Return each line of the data below exactly, omitting any pictures.

» **Listing**
┌────────

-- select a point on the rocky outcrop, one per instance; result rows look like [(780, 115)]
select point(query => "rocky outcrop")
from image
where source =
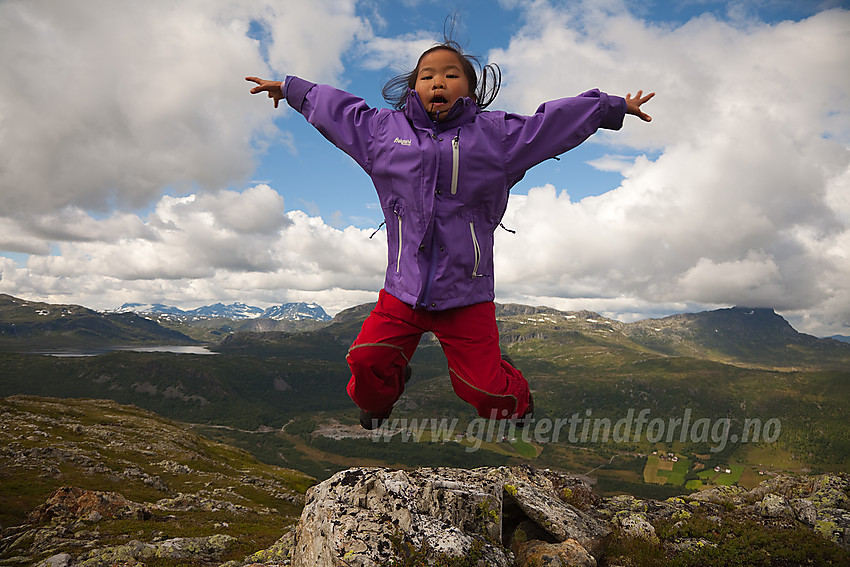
[(71, 503), (508, 517), (366, 516), (519, 516)]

└────────

» **Exercise response**
-- select a point on the rocky outcrop, one per instance; result rows look like [(780, 115)]
select point(query => "rocky outcrop")
from image
where source =
[(71, 503), (508, 517), (366, 516), (519, 516)]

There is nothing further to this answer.